EXERCISE REQUIREMENTS: Tally the lines of the data below that contain the string "clicks". Give the tally and nothing else.

Top of DATASET CONTENT

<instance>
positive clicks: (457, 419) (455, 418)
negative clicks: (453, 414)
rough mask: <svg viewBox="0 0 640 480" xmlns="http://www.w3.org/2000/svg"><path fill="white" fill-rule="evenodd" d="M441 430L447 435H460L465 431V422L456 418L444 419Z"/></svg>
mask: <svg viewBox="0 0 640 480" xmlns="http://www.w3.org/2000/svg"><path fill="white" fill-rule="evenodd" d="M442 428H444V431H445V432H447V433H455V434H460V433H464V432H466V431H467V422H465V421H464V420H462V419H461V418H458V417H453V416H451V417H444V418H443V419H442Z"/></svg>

Bottom of DATASET CONTENT

ANSWER FOR THIS EXERCISE: 2